• STATED GOAL
Show every line in the rows below that contains the word "short", copying each such line in full.

• SOURCE MATERIAL
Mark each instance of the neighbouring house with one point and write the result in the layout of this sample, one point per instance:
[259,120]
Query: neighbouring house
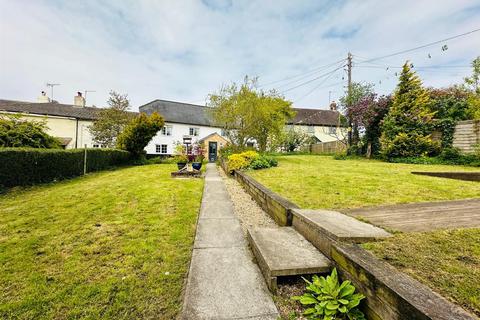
[184,120]
[323,125]
[69,123]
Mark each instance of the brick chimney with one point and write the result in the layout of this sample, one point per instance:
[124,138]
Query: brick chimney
[79,100]
[333,106]
[43,98]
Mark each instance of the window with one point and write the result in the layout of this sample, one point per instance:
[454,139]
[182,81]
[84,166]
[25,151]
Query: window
[167,131]
[194,131]
[161,148]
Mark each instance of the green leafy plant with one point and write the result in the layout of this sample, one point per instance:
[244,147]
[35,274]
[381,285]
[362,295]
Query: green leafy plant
[328,299]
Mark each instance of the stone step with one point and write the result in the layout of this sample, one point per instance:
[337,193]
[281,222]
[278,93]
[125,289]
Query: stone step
[284,252]
[321,226]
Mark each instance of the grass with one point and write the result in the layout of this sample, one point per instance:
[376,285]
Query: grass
[447,261]
[110,245]
[322,182]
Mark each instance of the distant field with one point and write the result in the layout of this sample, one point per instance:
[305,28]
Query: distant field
[323,182]
[111,245]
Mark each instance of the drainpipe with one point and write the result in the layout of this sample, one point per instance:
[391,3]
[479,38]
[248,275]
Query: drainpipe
[76,133]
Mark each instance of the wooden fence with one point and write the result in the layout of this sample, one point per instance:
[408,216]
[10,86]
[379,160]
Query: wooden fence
[328,147]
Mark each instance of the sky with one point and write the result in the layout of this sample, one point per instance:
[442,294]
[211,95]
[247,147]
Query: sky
[185,50]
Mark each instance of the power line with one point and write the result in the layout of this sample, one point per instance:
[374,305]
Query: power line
[422,46]
[312,71]
[314,79]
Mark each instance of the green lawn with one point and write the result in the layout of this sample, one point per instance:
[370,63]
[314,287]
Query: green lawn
[447,261]
[323,182]
[111,245]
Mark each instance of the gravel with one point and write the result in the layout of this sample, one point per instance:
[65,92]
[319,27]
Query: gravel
[251,215]
[246,209]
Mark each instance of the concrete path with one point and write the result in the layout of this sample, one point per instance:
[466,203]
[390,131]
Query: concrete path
[423,216]
[223,282]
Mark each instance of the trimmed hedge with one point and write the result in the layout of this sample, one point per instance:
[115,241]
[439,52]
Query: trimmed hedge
[28,166]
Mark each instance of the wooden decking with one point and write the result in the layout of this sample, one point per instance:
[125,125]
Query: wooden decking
[425,216]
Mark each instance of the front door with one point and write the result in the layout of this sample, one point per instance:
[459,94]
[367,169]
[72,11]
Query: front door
[212,151]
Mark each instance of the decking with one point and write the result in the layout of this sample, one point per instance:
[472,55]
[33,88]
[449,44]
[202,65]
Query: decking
[425,216]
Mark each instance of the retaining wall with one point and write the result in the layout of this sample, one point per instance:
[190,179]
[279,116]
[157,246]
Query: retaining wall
[390,294]
[466,135]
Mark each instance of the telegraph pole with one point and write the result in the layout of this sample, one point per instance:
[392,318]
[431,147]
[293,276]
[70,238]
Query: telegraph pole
[349,92]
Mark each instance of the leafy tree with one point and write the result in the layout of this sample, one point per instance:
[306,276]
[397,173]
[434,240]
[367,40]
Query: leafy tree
[112,120]
[17,132]
[138,133]
[246,113]
[409,123]
[473,84]
[369,113]
[357,92]
[474,80]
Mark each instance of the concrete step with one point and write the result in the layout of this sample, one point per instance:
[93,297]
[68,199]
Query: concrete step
[321,226]
[284,252]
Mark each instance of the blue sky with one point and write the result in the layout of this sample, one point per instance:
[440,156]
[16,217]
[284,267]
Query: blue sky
[184,50]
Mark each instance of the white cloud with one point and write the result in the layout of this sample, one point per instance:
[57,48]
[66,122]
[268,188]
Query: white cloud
[183,50]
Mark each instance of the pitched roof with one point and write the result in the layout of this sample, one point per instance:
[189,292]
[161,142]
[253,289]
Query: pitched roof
[315,117]
[179,112]
[50,108]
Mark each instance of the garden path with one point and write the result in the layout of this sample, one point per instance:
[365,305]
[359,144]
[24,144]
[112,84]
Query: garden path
[423,216]
[223,281]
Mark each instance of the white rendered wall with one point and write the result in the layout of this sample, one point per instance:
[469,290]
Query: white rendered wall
[178,132]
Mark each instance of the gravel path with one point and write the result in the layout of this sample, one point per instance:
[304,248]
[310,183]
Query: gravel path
[246,209]
[251,215]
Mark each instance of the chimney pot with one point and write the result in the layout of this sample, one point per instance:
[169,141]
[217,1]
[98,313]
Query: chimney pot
[78,100]
[333,106]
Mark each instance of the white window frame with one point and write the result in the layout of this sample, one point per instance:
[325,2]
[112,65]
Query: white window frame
[167,131]
[194,131]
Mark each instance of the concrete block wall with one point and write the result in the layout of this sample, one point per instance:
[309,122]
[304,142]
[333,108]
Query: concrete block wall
[390,294]
[279,208]
[466,135]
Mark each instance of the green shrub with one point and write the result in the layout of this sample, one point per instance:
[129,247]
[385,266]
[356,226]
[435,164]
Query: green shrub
[450,154]
[328,299]
[28,166]
[263,162]
[237,161]
[250,160]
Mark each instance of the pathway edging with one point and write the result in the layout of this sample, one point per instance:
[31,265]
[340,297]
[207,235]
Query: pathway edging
[223,281]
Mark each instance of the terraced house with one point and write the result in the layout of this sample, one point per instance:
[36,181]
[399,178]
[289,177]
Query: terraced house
[70,123]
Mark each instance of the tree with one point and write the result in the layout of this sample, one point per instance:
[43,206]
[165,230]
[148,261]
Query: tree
[358,91]
[474,80]
[245,113]
[473,84]
[407,127]
[369,113]
[112,120]
[138,133]
[17,132]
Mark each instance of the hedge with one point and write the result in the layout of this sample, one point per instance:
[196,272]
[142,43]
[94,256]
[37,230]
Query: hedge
[28,166]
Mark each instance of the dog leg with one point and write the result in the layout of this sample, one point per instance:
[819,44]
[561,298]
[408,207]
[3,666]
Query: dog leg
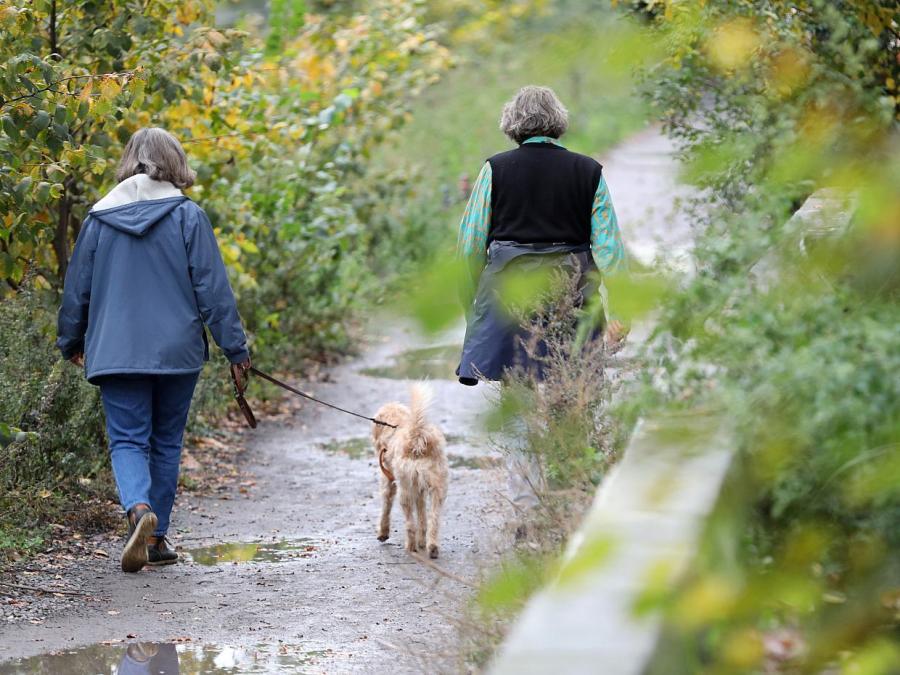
[388,491]
[421,520]
[438,495]
[407,502]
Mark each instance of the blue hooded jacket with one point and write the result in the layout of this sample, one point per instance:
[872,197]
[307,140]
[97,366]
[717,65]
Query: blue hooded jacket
[144,278]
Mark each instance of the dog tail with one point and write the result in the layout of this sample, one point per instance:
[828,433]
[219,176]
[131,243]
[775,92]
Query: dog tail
[421,396]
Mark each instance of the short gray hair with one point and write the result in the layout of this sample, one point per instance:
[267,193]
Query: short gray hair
[534,111]
[158,154]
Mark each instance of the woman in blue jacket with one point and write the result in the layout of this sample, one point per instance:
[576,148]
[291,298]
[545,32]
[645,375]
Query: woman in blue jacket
[145,278]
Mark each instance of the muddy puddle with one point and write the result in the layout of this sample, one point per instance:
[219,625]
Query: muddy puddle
[155,658]
[431,363]
[267,552]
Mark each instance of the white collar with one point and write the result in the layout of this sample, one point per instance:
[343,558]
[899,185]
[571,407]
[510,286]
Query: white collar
[138,188]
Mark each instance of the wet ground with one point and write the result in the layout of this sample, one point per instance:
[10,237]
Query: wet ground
[285,573]
[288,575]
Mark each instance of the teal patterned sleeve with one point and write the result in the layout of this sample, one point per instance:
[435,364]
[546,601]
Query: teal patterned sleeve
[606,240]
[476,221]
[471,245]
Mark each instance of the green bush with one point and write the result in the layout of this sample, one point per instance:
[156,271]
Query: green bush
[772,101]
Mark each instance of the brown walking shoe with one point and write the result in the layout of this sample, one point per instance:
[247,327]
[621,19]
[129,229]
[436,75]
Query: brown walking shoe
[141,523]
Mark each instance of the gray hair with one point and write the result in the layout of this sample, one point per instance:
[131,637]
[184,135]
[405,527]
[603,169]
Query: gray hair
[534,111]
[158,154]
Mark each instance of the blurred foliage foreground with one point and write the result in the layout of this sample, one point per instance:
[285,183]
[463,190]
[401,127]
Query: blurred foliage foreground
[771,100]
[279,126]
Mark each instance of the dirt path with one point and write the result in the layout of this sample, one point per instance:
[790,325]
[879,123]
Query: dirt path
[299,582]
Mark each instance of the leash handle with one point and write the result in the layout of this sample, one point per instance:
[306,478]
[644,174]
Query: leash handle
[283,385]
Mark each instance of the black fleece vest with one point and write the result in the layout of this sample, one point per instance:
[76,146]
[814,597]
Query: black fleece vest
[542,193]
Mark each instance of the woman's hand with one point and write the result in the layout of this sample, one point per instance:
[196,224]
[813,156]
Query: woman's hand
[615,333]
[240,372]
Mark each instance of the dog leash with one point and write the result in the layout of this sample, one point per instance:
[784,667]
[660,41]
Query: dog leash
[284,385]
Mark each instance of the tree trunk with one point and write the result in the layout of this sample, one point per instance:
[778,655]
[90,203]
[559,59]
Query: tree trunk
[61,237]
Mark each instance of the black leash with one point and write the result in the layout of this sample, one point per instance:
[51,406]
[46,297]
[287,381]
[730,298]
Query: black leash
[291,389]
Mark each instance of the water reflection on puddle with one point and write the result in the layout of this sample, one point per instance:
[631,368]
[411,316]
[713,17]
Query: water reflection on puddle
[260,551]
[155,658]
[435,363]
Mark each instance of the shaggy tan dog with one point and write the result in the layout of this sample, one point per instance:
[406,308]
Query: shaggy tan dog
[412,460]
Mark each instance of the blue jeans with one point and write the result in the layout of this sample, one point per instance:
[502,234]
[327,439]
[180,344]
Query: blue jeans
[145,420]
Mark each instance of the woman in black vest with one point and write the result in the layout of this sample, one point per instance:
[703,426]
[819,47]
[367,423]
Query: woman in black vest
[539,200]
[538,206]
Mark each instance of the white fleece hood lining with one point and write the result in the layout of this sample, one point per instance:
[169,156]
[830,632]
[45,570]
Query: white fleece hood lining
[138,188]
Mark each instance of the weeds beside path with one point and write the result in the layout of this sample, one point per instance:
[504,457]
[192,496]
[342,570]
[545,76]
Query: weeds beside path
[317,580]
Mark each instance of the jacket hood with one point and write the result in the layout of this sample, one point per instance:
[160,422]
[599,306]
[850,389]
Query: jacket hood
[136,204]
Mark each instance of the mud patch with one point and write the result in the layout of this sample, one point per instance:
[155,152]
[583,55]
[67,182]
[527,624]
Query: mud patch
[239,552]
[154,658]
[481,462]
[354,448]
[432,363]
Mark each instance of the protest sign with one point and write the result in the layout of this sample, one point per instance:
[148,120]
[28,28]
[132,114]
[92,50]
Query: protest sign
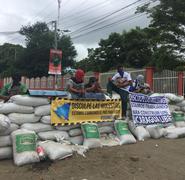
[68,111]
[149,110]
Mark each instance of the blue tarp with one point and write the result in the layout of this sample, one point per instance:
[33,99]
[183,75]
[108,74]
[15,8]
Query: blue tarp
[48,93]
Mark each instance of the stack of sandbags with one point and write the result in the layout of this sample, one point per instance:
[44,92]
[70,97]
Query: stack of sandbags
[140,132]
[24,147]
[178,118]
[123,133]
[5,139]
[16,113]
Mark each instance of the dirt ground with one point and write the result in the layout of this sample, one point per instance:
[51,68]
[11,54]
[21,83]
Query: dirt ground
[152,159]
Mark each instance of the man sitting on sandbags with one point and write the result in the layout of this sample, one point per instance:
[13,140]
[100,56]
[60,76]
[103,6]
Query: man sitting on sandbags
[13,88]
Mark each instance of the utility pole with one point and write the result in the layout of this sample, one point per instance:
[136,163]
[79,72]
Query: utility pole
[55,30]
[59,2]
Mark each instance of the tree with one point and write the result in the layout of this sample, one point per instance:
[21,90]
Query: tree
[137,47]
[39,41]
[9,55]
[69,52]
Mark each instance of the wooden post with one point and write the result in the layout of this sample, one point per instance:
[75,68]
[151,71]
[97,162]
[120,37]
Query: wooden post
[180,84]
[149,76]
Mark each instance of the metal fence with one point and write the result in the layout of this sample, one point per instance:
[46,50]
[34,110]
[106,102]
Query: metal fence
[163,82]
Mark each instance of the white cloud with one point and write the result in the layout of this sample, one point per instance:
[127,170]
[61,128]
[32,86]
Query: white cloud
[73,15]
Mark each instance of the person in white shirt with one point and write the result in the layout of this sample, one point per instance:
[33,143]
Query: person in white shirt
[120,83]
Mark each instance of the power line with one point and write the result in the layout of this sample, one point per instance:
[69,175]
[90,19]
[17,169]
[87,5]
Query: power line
[102,18]
[98,23]
[134,16]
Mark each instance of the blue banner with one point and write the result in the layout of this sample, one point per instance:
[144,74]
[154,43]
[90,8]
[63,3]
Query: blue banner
[149,110]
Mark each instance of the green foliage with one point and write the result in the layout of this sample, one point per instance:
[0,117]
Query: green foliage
[9,55]
[132,49]
[39,40]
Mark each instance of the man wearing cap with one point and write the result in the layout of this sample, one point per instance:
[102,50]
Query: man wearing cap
[75,85]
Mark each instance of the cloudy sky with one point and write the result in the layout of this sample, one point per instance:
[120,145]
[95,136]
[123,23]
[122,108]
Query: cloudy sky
[88,20]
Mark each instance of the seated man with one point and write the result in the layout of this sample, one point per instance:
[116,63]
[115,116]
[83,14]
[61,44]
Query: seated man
[93,89]
[120,83]
[13,88]
[75,85]
[139,86]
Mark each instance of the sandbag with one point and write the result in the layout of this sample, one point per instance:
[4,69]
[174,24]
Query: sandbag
[75,132]
[24,147]
[19,118]
[12,128]
[7,108]
[109,123]
[173,133]
[67,127]
[37,127]
[76,140]
[43,110]
[139,131]
[106,129]
[155,131]
[183,108]
[178,119]
[181,104]
[56,150]
[6,153]
[91,135]
[46,119]
[26,100]
[123,132]
[173,108]
[5,141]
[51,135]
[109,140]
[4,123]
[174,98]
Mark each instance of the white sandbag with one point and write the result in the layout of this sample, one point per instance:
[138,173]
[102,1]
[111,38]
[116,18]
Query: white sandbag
[123,132]
[12,128]
[43,110]
[37,127]
[139,131]
[173,133]
[107,97]
[178,118]
[24,147]
[5,141]
[4,123]
[76,140]
[56,150]
[7,108]
[173,97]
[6,153]
[26,100]
[109,140]
[101,124]
[91,135]
[67,127]
[155,131]
[46,119]
[19,118]
[75,132]
[173,108]
[106,129]
[115,96]
[156,94]
[183,108]
[51,135]
[181,104]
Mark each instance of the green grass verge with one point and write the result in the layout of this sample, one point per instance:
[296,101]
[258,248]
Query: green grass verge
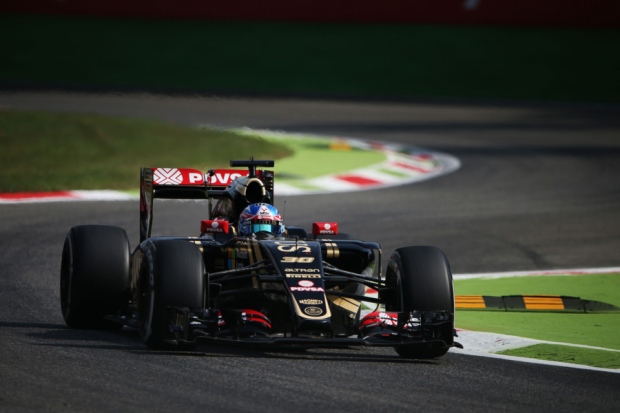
[52,151]
[396,61]
[594,329]
[566,354]
[313,157]
[44,151]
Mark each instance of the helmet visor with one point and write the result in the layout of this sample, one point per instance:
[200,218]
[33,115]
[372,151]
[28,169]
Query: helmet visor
[265,227]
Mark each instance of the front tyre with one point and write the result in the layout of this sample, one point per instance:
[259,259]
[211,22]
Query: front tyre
[421,279]
[172,275]
[94,276]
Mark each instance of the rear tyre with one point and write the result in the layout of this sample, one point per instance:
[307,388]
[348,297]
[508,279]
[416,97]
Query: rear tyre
[421,279]
[94,276]
[172,275]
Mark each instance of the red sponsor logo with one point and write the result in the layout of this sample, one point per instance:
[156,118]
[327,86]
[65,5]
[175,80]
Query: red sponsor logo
[176,176]
[324,228]
[214,226]
[224,177]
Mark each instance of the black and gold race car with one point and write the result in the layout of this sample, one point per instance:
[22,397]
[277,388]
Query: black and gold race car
[287,287]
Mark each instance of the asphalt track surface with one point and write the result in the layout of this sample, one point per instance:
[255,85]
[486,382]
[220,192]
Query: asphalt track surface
[538,188]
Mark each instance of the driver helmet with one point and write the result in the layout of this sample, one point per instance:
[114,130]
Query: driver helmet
[260,217]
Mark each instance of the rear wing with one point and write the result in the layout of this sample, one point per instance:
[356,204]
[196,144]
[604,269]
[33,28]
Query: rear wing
[241,186]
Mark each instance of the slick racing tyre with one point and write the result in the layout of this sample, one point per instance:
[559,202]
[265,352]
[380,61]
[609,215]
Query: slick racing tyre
[94,276]
[172,274]
[422,281]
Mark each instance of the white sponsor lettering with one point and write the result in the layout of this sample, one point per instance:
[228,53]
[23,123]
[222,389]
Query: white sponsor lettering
[313,289]
[302,260]
[303,275]
[195,177]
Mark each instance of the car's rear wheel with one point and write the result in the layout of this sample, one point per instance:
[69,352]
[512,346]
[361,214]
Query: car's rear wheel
[421,280]
[94,276]
[172,275]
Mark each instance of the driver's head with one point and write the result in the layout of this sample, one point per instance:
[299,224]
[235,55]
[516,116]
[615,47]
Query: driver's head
[260,218]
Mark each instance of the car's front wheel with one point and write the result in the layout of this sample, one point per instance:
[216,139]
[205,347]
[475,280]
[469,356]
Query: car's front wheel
[421,279]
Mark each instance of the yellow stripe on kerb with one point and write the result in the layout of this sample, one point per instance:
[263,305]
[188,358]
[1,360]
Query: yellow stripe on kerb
[533,302]
[469,301]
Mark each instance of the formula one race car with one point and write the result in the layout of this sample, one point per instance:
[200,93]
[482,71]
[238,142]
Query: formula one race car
[249,279]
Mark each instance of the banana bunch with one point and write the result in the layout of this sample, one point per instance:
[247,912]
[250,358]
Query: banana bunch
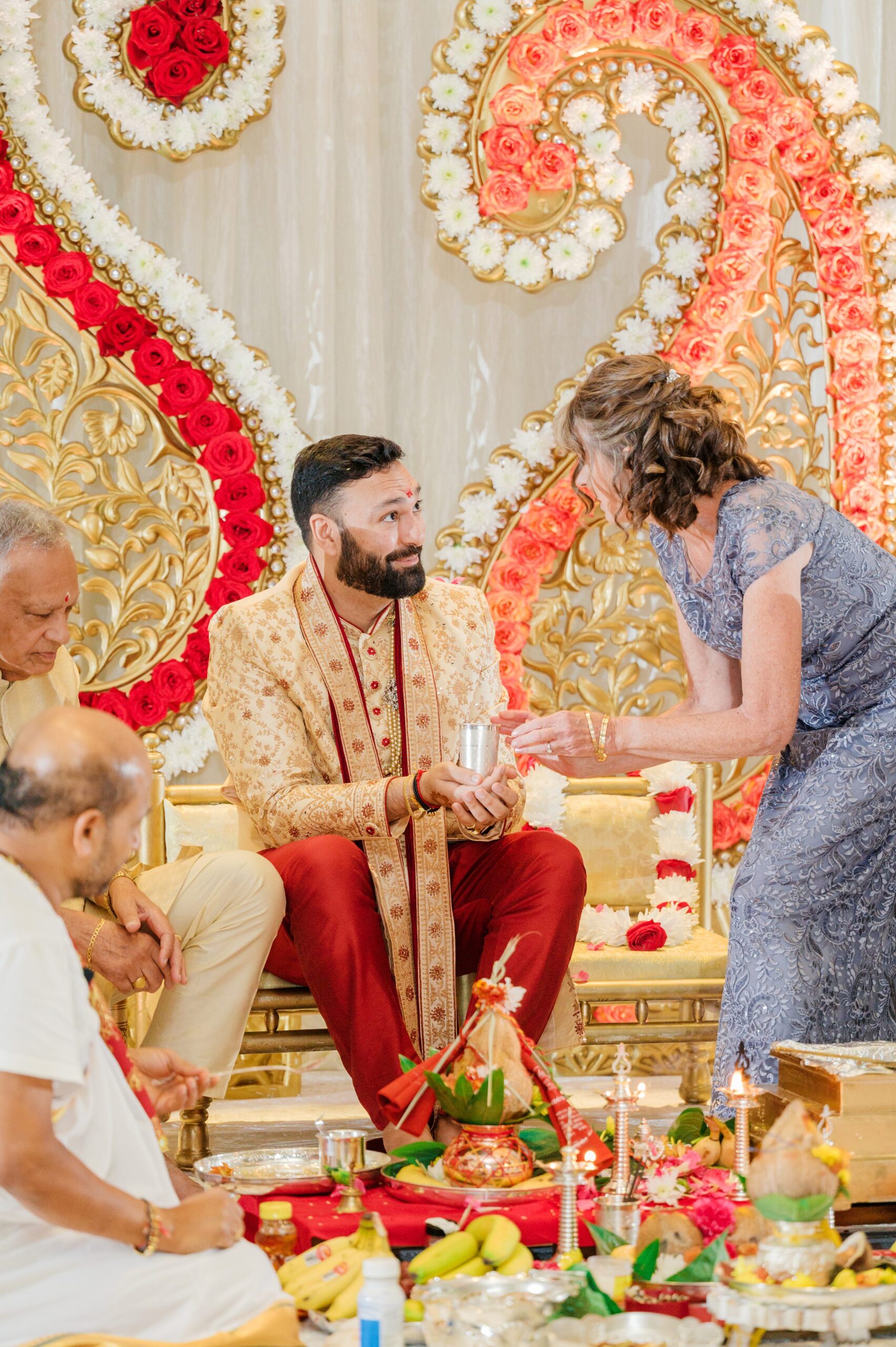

• ANSWER IN FULL
Mark each instance of the short gray hair with one point and write the result in the layout of this sample, one point per instance:
Query: short gray hair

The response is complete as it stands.